--- Start Given passage ---

See the MPL thread for some astonishing insights.
Posted at 18/11/2016 18:19 by clarksons1
DVI

'M&G suddenly take a 15% in the company? Why would the British Steel Pension Scheme, Schroeder and L & G dig deep again?'

I have no idea, have you asked them?

If you have i would very much like to hear the reasons, because none of the numbers now make any sense to me. Also, could they name one small port development project they have invested in previously? And which industry consultants have been advising them in respect to their investment in SPL?

Fund managers mostly restrict their investments in the ports sector to major port groups like DP World, that operate deep sea container terminals, which have straightforward, easy to understand economics.


I do not accept SPL have reclaimed 75 acres to date( who did the audit?) - i think it is at best around 60 acres of partially reclaimed land.

The original Karanja Plan is for a 1000m x 800m Port Area(200 acres) - the latest photographs suggest to me around 50 acres of land under reclamation inshore plus a finger out to where the berth piling is underway. I estimate 500-600m of berth piling when complete would end close to the western extremity of the existing reclamation. This would then produce a total port area of between 100 to 120 acres.

It is important to bear in mind the reclamation partially completed to date is mostly the foreshore which requires only modest amounts of sand fill: to complete the reclamation of the same area out to the berth will require many multiples of the volume of material used to date because this area is much deeper and therefore needs a much greater volume of material since it is presently permanently under water.

--- End Given passage ---
--- Start Source excerpt ---

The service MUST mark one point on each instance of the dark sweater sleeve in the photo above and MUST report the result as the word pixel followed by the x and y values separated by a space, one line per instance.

--- End Source excerpt ---

_Set tasks_
1. Using the forum post about SPL, explain why completing the reclamation out to the berth would take far more material than has been used so far.
2. For each statement below, say whether it agrees with the forum post about SPL. Give yes or no and quote the deciding words from the post.
(a) The original Karanja Plan provides for a port area of 200 acres.
(b) The poster accepts that SPL has reclaimed 75 acres to date.
(c) The poster estimates that the berth piling will measure 500-600m when complete.
3. Write the next part of the forum post about SPL, picking up after its final sentence.

_Exercise answers_
1. The reclamation completed so far is mostly foreshore, which needs only modest amounts of sand fill. The area out to the berth is much deeper and permanently under water, so filling it requires many multiples of the volume used to date.

2.
(a) Yes: "The original Karanja Plan is for a 1000m x 800m Port Area(200 acres)"
(b) No: "I do not accept SPL have reclaimed 75 acres to date"
(c) Yes: "I estimate 500-600m of berth piling when complete"

3.
According to the design spec if they complete 300m of berth they will have around 60 acres of land behind it, 600m will have 120 acres and 1,000m 200 acres.

The shareholder circular stated they currently have enough money to complete 600m of berth and well over 120 acres of land reclamation - enough for the first 3 to 4 years of operation. So why are they raising further funds at a totally ridiculous share price to develop nearly the entire 200 acres and 1000m of berths BEFOTE commencing any commercial operations - it is complete and utter nonsense. (This is twice the size of the two largest ro-ro terminals on the Thames which have a designed annual throughout capacity of over 12m tonnes).

Why not develop the first 120 acres and 600m of berths at Karanja, make it a commercial success and then raise the remainder of the capital to complete the Port through debt or a capital raise at what would then likely be a very much higher share price? (If shareholders are interested in seeing their investment money again, I would suggest they repeatedly ask themselves this question until the only plausible answer becomes clear).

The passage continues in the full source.